- Exercise: Please restate each entry word for word.

Referring expression data

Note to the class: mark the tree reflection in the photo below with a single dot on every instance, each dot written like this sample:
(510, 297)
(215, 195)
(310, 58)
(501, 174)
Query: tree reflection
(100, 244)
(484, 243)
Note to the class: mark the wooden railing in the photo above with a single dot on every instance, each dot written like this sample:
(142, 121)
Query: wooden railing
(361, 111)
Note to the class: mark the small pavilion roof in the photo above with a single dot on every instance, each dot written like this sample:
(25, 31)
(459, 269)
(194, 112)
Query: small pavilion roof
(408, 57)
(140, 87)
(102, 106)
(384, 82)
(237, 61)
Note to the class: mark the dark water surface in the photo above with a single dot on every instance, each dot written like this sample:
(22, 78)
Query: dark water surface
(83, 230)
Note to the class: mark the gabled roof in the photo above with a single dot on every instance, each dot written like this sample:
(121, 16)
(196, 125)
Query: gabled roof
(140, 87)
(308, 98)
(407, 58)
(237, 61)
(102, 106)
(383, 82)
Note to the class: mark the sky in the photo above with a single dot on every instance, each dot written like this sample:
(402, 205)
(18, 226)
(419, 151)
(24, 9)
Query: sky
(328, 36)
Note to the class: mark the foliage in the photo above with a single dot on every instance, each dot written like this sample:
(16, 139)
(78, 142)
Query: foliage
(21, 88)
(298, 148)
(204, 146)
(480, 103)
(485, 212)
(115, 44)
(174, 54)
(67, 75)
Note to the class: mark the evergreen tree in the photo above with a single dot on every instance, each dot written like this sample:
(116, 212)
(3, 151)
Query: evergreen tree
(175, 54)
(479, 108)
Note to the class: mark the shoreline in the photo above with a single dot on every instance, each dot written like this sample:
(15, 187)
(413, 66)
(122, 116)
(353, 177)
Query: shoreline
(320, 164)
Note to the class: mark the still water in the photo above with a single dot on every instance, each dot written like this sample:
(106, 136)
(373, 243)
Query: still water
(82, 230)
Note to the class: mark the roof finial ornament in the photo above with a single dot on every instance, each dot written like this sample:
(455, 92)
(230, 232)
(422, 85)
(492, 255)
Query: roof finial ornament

- Solution below:
Note to the class: mark the tree reflection in the photo below with a single dot on every instance, each dot written like this sample:
(510, 297)
(215, 195)
(310, 58)
(501, 174)
Query: tree reflection
(100, 244)
(484, 243)
Note to the class: mark the wooden railing in the photo above with a single dot on every instance, each dot written like this sample:
(142, 121)
Query: wooden railing
(361, 111)
Note to the class: mark the small pavilion roof in the photo above with a single dot on every instance, each dot written like this sample:
(25, 31)
(459, 269)
(194, 112)
Query: small pavilion roof
(408, 57)
(140, 87)
(102, 106)
(384, 82)
(237, 61)
Note to the class: mark the dark water surface in the photo above with a single dot on every instance, each dot written like this sample:
(22, 78)
Query: dark water surface
(83, 230)
Note to the class: mark the gabled roof in the photo above with a single dot on every instance, each dot written like this sample:
(121, 16)
(196, 125)
Query: gabled roof
(140, 87)
(308, 98)
(407, 58)
(237, 61)
(102, 106)
(383, 82)
Note to the class: mark the sky in the photo above with a single dot on every instance, each dot written like this sample:
(402, 205)
(18, 226)
(419, 151)
(24, 9)
Query: sky
(328, 36)
Note to the class: mark the foliage in the photo above with a single dot on every instance, each dot written like this sample:
(16, 139)
(78, 142)
Query: foliage
(21, 88)
(298, 148)
(204, 146)
(480, 103)
(485, 212)
(115, 44)
(174, 54)
(67, 75)
Note to the class: mark the evergreen tree in the photo above with a single dot on every instance, each dot written like this sample:
(116, 212)
(3, 151)
Query: evergreen tree
(175, 54)
(479, 108)
Note to the class: mark the shoreline in the photo above with a single dot on every instance, each dot written like this sample:
(15, 187)
(413, 66)
(122, 116)
(353, 177)
Query: shoreline
(320, 164)
Note to the class: mark the still water in the photo above with a single dot on every instance, each dot written like this sample:
(106, 136)
(373, 243)
Query: still water
(82, 230)
Note to the class: mark the roof finial ornament in the photo above with a single dot on every instance, each dot written like this sample:
(455, 92)
(230, 232)
(422, 85)
(492, 255)
Query: roof finial ornament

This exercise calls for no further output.